**Material shown**
^^^^^^^^

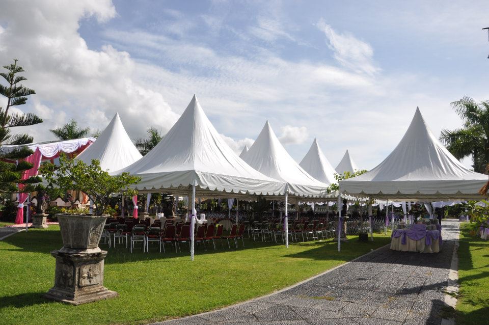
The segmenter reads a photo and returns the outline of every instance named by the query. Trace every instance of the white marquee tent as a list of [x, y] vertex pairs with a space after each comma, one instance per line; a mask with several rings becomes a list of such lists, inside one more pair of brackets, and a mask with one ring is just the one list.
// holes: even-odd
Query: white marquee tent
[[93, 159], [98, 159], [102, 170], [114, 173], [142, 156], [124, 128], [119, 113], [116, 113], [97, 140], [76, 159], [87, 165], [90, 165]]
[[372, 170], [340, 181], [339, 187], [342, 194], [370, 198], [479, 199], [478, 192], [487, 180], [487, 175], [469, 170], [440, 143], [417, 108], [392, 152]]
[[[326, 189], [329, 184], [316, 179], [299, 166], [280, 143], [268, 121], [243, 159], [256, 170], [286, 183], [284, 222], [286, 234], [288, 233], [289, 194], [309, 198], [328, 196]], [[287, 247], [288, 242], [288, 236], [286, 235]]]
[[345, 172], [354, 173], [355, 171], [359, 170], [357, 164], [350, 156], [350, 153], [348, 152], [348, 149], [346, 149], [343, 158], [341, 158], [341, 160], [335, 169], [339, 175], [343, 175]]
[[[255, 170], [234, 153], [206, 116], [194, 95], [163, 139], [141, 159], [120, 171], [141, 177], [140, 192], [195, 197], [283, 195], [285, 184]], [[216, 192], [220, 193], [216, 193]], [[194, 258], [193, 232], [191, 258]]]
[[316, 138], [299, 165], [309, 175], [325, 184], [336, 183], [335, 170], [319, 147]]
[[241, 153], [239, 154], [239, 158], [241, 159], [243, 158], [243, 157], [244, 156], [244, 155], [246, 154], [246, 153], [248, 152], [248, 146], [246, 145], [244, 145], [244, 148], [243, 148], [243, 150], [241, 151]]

^^^^^^^^

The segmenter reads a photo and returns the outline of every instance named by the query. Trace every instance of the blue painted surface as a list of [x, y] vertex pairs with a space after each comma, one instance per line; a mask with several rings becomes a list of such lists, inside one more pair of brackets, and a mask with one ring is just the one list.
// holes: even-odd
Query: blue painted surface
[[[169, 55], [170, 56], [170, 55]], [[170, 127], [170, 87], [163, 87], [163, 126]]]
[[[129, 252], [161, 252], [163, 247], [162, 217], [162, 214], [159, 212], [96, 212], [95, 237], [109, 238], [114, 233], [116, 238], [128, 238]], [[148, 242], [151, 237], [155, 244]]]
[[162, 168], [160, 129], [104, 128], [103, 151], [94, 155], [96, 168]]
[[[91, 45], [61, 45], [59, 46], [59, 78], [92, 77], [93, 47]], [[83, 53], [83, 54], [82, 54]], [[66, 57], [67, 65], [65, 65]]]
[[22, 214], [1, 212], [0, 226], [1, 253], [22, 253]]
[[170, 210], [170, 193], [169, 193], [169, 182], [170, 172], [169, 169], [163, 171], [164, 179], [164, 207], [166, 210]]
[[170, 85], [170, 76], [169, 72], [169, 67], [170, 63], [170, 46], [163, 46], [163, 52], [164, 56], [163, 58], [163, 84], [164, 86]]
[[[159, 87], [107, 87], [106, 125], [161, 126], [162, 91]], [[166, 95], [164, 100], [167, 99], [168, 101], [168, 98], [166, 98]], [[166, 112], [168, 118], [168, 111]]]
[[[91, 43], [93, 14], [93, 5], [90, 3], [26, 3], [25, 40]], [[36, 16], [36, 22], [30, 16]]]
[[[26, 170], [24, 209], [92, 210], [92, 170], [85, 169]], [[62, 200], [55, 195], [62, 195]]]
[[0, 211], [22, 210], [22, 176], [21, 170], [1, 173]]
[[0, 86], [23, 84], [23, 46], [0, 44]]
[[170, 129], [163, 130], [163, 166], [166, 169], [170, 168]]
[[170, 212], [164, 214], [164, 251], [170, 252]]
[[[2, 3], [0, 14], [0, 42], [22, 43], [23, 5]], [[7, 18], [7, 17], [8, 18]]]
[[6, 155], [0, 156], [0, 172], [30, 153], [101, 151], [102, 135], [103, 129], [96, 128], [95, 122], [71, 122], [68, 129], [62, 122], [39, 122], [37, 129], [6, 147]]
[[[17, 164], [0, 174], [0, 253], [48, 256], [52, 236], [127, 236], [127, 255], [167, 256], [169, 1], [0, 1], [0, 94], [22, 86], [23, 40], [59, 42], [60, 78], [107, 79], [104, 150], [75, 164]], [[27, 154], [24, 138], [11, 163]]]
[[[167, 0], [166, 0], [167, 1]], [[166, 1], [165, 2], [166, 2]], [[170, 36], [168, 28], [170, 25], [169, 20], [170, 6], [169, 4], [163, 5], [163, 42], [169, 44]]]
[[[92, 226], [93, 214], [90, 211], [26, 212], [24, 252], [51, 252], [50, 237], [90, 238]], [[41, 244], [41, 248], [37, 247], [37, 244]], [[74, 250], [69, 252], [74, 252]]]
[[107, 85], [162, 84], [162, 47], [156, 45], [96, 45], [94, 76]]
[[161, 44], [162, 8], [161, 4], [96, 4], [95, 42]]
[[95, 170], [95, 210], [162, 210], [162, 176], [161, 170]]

^^^^^^^^

**What the task asks**
Copy out everything from the line containing "of the white" down to the line containing "150], [241, 151]]", including both of those lines.

**Solution to this task**
The segmenter reads a photo and returns the outline of every instance named by the query. Trace every instance of the white marquee tent as a list of [x, y] vertex pairs with a space after each comma, one instance per line; a mask with several rings becomes a list of such lists, inside one more pair of brackets, and a mask with one ring is just the one list.
// holes: even-odd
Query: white marquee tent
[[93, 159], [98, 159], [102, 170], [114, 173], [142, 156], [124, 128], [119, 113], [116, 113], [97, 140], [76, 159], [87, 165], [90, 165]]
[[372, 170], [340, 181], [339, 187], [342, 194], [370, 198], [479, 199], [478, 192], [487, 180], [487, 175], [469, 170], [440, 143], [417, 108], [392, 152]]
[[[326, 189], [329, 184], [316, 179], [299, 166], [280, 143], [268, 121], [243, 159], [256, 170], [286, 183], [284, 222], [286, 234], [288, 233], [289, 194], [309, 198], [328, 196]], [[287, 247], [288, 242], [288, 236], [286, 235]]]
[[345, 172], [354, 173], [355, 171], [359, 170], [357, 164], [350, 156], [350, 153], [348, 152], [348, 149], [346, 149], [343, 158], [341, 158], [341, 160], [335, 169], [339, 175], [343, 175]]
[[[255, 170], [234, 153], [206, 116], [194, 95], [163, 139], [141, 159], [120, 171], [141, 177], [140, 192], [195, 197], [283, 195], [285, 184]], [[216, 192], [220, 193], [216, 193]], [[194, 258], [193, 232], [191, 258]]]
[[316, 138], [299, 165], [309, 175], [325, 184], [336, 183], [335, 170], [319, 147]]
[[241, 153], [239, 154], [239, 158], [241, 159], [243, 158], [243, 157], [244, 156], [244, 155], [246, 154], [246, 153], [248, 152], [248, 146], [246, 145], [244, 145], [244, 148], [243, 148], [243, 150], [241, 151]]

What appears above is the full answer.